EXCERPTED TEXT –
"""
Voces de mujeres en el teatro hispano: Performances by the students of Spanish 475: Hispanic Women Writers
Thursday, March 18 | 5:30-6:00pm | Register here for this event
Brief performances of works by Latin American and Spanish women dramatists Sor Juana (Mexico) and María Rosa Gálvez (Spain) followed by discussion.
Great Lives Series: Lillian Hellman
Thursday, March 18 | 7:30 p.m. | Find out more about this event here
Few playwrights have ignited controversy as Lillian Hellman (1905-1984) during a decades-long trailblazing literary career that was unprecedented for women of her time. At once both provocateur and observer, Hellman’s unapologetic approach to life became fodder for her writing, tinder for volatile relationships, and the momentum behind her political activism.
The author of plays (The Children’s Hour, The Little Foxes, Another Part of the Forest, Watch on the Rhine, The Autumn Garden, Toys in the Attic), screenplays (The Dark Angel, The Searching Wind, The North Star, The Chase), an operetta (Candide), and a series of memoirs (An Unfinished Woman: A Memoir, Pentimento: A Book of Portraits, Scoundrel Time) that teeter on the shifting sands of truth, Hellman’s life of contradictions defied easy labels. A southerner, an activist, a divorcée, a Communist, a Stalinist, an anti-fascist, a skeptical feminist, and a Jew—Hellman reveled in the paradox of her complex self. But it was Hellman’s steadfast refusal to name names before the House Committee on Un-American Activities (that led to her being blacklisted by the film industry) that bent the public imagination and hastened the end of a career that left an indelible mark on the American theatre.
Women’s History Month Keynote Speaker: Dr. Mecca Jamilah Sullivan
Monday, March 22 | 6 p.m. | Register here for the Women’s History Month Keynote speaker
Co-sponsored by the College of Arts and Sciences; the Department of American Studies; the Department of Classics, Philosophy, and Religion; the Department of English, Linguistics, and Communications; the Department of Psychological Sciences; the Department of Sociology and Anthropology, the James Farmer Multicultural Center; and the Women’s and Gender Studies Program
Mecca Jamilah Sullivan, Ph.D., is the author of the short story collection, Blue Talk and Love (2015). In her fiction, she explores the intellectual, emotional, and bodily lives of young black women, through voice, music, and hip-hop inflected magical realist techniques. Her short stories have appeared or are forthcoming in Best New Writing, American Fiction: Best New Stories by Emerging Writers, Prairie Schooner, Callaloo, Crab Orchard Review, Robert Olen Butler Fiction Prize Stories, BLOOM: Queer Fiction, Art, Poetry and More, TriQuarterly, Feminist Studies All About Skin: Short Stories by Award-Winning Women Writers of Color, Baobab: South African Journal of New Writing and many others. She is the winner of the Charles Johnson Fiction Award, the James Baldwin Memorial Playwriting Award, and fellowships, scholarships and residencies from the National Endowment for the Arts, the Bread Loaf Writers’ Conference, The Yaddo Colony, the Hedgebrook Writers’ Retreat, and the Center for Fiction in New York City, where she received a 2011 Emerging Writers Fellowship.
"""
GIVEN REQUEST 1 –
According to the events listing, what short story collection is Mecca Jamilah Sullivan the author of?
GIVEN REQUEST 2 –
Continue the events listing from where it stops.

(Some records)
"""
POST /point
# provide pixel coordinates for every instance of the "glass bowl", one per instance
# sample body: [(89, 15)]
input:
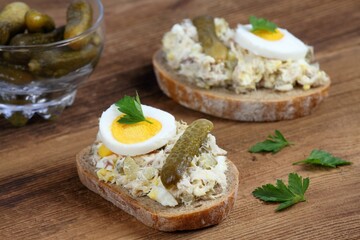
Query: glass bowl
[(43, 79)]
"""
"""
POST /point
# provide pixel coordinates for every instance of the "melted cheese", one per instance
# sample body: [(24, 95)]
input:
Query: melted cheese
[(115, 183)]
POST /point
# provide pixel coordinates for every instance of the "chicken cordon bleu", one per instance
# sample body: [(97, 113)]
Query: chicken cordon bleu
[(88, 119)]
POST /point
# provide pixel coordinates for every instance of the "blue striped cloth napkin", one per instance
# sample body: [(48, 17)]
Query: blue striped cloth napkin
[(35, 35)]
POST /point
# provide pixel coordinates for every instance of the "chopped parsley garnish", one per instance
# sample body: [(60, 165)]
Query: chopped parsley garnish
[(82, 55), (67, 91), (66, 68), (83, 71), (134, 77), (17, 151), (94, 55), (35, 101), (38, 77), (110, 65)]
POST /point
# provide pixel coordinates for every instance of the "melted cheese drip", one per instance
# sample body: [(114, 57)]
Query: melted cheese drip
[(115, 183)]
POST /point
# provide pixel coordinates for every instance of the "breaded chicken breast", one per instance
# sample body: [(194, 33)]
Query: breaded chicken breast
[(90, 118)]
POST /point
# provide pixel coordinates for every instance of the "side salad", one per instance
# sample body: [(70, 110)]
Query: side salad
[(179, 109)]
"""
EXERCISE RESPONSE 1 –
Blue Talk and Love (2015).

EXERCISE RESPONSE 2 –
Mecca is Assistant Professor of Women, Gender, Sexuality Studies at UMass Amherst. She holds a Ph.D. in English Literature from the University of Pennsylvania, an M.A. in English and Creative Writing from Temple University, and a B.A. in Afro-American Studies from Smith College. A proud native of Harlem, NY, her critical and scholarly work on sexuality, identity, and poetics in contemporary African Diaspora culture has appeared in publications including Palimpsest: Journal of Women, Gender and the Black International, Jacket2, Public Books, GLQ: Lesbian and Gay Studies Quarterly, From Uncle Tom’s Cabin the The Help: Critical Perspectives on White-Authored Narratives of Black Life, Ebony.com, Zora Magazine, TheRoot.com, Ms. Magazine online, and The Feminist Wire, where she serves as Associate Editor for Arts & Culture. Register here for the Women’s History Month Keynote speaker
Join Dr. Mecca Sullivan for an informal conversation about either fiction writing in general or her fiction specifically. Individuals will have the opportunity to ask questions to Dr. Sullivan during this session. Conversations with Dr. Sullivan on March 23 at 5pm on Zoom.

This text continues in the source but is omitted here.